Exercise brief: Every line of the data below must be given again exactly.

Records supplied:
[Start of section]

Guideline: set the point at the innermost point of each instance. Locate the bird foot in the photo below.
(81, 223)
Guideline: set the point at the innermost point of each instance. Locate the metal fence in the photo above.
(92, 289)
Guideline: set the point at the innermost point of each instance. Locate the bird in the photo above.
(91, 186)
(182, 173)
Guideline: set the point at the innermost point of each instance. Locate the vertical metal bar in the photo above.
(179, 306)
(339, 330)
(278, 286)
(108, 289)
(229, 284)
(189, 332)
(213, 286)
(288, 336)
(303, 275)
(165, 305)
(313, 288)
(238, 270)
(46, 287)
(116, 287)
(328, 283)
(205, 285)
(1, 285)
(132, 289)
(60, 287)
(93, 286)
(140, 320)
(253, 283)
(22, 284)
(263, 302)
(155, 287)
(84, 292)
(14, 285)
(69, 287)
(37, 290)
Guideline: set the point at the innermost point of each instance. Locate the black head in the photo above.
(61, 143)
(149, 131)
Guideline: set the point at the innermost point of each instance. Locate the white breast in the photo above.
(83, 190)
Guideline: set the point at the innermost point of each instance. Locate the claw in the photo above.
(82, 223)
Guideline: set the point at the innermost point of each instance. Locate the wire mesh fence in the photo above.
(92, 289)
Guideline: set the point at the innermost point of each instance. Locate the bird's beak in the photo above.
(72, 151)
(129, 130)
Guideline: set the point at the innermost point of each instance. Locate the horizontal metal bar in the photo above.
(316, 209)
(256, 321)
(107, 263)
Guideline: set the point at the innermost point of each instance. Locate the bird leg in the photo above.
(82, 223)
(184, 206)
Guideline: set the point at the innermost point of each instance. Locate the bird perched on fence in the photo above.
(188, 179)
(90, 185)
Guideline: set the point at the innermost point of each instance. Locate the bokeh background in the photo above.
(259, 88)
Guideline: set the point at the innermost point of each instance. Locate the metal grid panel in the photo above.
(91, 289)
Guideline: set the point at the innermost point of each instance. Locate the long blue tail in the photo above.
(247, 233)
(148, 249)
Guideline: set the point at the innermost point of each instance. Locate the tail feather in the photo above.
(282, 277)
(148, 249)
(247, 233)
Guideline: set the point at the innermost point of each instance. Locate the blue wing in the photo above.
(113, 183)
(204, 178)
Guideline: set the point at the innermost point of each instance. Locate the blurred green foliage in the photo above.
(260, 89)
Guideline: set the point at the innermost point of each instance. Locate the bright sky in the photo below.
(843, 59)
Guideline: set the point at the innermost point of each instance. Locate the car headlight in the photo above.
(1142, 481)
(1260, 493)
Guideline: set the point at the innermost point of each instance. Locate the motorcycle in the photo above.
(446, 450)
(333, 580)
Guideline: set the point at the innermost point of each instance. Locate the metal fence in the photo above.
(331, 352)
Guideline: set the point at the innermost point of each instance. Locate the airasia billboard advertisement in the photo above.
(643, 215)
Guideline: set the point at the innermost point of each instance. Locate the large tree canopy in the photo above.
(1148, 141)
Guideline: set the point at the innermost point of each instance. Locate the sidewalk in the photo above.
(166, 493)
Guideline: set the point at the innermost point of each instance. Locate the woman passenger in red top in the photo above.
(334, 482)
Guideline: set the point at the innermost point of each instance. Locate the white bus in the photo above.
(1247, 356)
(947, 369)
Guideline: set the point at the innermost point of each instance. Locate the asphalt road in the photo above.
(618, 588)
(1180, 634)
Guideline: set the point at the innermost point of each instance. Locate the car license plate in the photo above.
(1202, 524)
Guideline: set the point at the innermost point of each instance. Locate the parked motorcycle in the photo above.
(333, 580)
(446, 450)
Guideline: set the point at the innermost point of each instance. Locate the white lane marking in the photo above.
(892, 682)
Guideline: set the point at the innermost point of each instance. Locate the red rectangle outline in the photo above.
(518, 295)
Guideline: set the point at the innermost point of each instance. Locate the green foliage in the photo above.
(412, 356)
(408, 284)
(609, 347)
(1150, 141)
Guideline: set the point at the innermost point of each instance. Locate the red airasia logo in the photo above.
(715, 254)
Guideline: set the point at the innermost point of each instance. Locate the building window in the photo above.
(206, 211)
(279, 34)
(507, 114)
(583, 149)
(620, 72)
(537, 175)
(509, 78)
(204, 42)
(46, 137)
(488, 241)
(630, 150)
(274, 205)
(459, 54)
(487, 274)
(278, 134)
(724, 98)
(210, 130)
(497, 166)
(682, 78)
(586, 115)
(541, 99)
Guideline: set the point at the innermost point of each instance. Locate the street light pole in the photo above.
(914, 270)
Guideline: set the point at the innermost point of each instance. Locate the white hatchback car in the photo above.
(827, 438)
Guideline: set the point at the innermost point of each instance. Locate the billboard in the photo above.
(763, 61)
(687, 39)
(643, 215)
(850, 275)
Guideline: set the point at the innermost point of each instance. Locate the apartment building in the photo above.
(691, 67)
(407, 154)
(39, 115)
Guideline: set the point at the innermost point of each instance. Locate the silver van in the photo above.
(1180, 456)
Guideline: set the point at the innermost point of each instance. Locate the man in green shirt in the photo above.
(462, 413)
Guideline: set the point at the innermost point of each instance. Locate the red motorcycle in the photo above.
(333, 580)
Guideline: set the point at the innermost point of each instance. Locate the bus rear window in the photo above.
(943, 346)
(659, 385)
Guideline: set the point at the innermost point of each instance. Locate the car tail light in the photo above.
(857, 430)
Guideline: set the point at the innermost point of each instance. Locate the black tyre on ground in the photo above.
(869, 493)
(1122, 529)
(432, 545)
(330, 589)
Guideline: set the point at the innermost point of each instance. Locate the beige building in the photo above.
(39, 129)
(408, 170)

[End of section]

Exercise response:
Guideline: set the point at the innermost point of each instance. Locate the bird foot in the photo below.
(81, 223)
Guideline: set the point at the innermost point of each instance. Locate the metal fence in the photo above.
(92, 289)
Guideline: set the point at the innermost point of each instance. Locate the bird in the photo above.
(91, 186)
(182, 173)
Guideline: set the point at the innermost point of each instance. Locate the vertical metal bar in the photo above.
(179, 306)
(339, 330)
(278, 286)
(108, 289)
(229, 284)
(189, 332)
(213, 286)
(288, 336)
(303, 275)
(165, 305)
(313, 288)
(238, 270)
(46, 287)
(116, 287)
(328, 283)
(205, 285)
(1, 285)
(132, 289)
(60, 287)
(93, 286)
(140, 320)
(253, 283)
(22, 284)
(263, 302)
(155, 287)
(84, 292)
(14, 285)
(69, 287)
(37, 290)
Guideline: set the point at the innermost point of each instance. Locate the black head in the photo above.
(61, 143)
(149, 131)
Guideline: set the point at the innermost point of each instance. Locate the white breast in the photo above.
(83, 190)
Guideline: set the point at the innermost point of each instance. Locate the claw in the photo above.
(82, 223)
Guideline: set the point at the innermost point of each instance. Locate the wire mesh fence in the photo above.
(92, 289)
Guideline: set the point at the innermost point of each instance. Locate the bird's beak in the photo above.
(72, 151)
(129, 130)
Guideline: set the point at the innermost point of each instance. Locate the horizontal metal bar in the photo above.
(316, 209)
(256, 321)
(107, 263)
Guideline: set the point at the innermost point of each instance. Locate the bird leg in the photo above.
(82, 223)
(184, 206)
Guideline: set the point at the innermost point of each instance. Locate the bird perched on fence in the photo above.
(188, 179)
(90, 185)
Guideline: set the point at the innermost point of each instance. Locate the bokeh background in the photo above.
(259, 88)
Guideline: set the point at the innermost point of each instance. Locate the metal grid panel in the photo above.
(91, 289)
Guideline: set the point at the innermost point of each instance. Locate the long blue tail in the photo above.
(247, 233)
(148, 249)
Guideline: set the point at the innermost point of each instance. Locate the tail feather in the photo above.
(282, 277)
(148, 249)
(247, 233)
Guideline: set the point at the innermost point of each instance. Locate the blue wing in the photo above.
(113, 183)
(204, 178)
Guideline: set the point at the innermost point of each instance. Locate the blurred green foliage in the photo above.
(260, 89)
Guideline: set the point at the innermost point of each instance. Locate the bright sky in the photo below.
(843, 59)
Guideline: set the point at the innermost point of each instance. Locate the car headlight in the photo above.
(1142, 481)
(1260, 493)
Guideline: set the point at the innermost point of each instance. Locate the motorcycle in the photo above.
(446, 450)
(333, 580)
Guideline: set the point at the innermost point of each instance. Locate the metal fence in the photo above.
(331, 352)
Guideline: set the point at the innermost point of each instance. Locate the airasia billboard advertisement in the photo above.
(643, 215)
Guideline: set the point at the innermost point of each instance. Locate the large tree canopy in the photo above.
(1148, 141)
Guideline: set the point at the innermost point of each instance. Locate the sidewalk in the photo above.
(166, 493)
Guideline: set the point at the innermost point of each instance. Locate the woman passenger in red top in the photo above.
(334, 482)
Guideline: set the point at the innermost point of each instance. Locate the white bus in the photo above.
(1247, 356)
(947, 369)
Guideline: set the point at the innermost point of each instance. Locate the asphalt road in the photo above.
(618, 588)
(1180, 634)
Guideline: set the point at the innermost point of each instance. Locate the car license plate in the photo above.
(1202, 524)
Guideline: set the point at the innermost point of each instance. Locate the parked motorcycle in the photo above.
(333, 580)
(446, 450)
Guideline: set the point at the innermost point of each instance. Locate the white lane marking in the photo above.
(892, 682)
Guideline: set the point at the innermost point of each instance. Locate the red rectangle outline in the photo above.
(518, 295)
Guideline: set the point at the innermost point of each instance. Locate the green foliage in the photo above.
(412, 356)
(408, 284)
(609, 347)
(1150, 141)
Guideline: set the point at the innermost point of each instance. Locate the red airasia logo in the photo above.
(715, 254)
Guideline: set the point at the innermost point of each instance. Locate the building window in the photo above.
(206, 211)
(279, 34)
(507, 114)
(583, 149)
(620, 72)
(537, 175)
(509, 78)
(204, 42)
(46, 137)
(488, 241)
(630, 150)
(274, 205)
(459, 54)
(487, 274)
(278, 134)
(724, 98)
(210, 130)
(497, 166)
(682, 78)
(586, 115)
(541, 99)
Guideline: set the point at the innermost point of each instance. Locate the street light pole in the photo above.
(914, 270)
Guideline: set the point at the innermost point of each instance. Locate the white hatchback car in the photo above.
(827, 438)
Guideline: set the point at the innermost point of each instance. Locate the billboard in the photo above.
(763, 61)
(687, 39)
(643, 215)
(850, 275)
Guideline: set the point at the innermost point of each instance. Locate the apartment building in the photo above.
(691, 67)
(407, 154)
(39, 115)
Guideline: set the point at the innermost point of each instance. Locate the silver van in the photo above.
(1180, 456)
Guideline: set the point at the innermost point of each instance. Locate the man in green shirt in the photo above.
(462, 413)
Guideline: set the point at the innermost point of each instance. Locate the red motorcycle in the photo above.
(333, 580)
Guideline: set the point at the innermost point of each instance. Locate the bus rear window in the photo above.
(943, 346)
(659, 385)
Guideline: set the point at the innermost point of each instance. Locate the car tail light in the photo above.
(857, 430)
Guideline: set the point at the innermost point of each instance. Locate the black tyre on ground in the photo above.
(869, 493)
(1122, 529)
(432, 545)
(330, 589)
Guideline: set the point at the innermost point of each instance. Locate the beige building in the photo above.
(39, 129)
(408, 170)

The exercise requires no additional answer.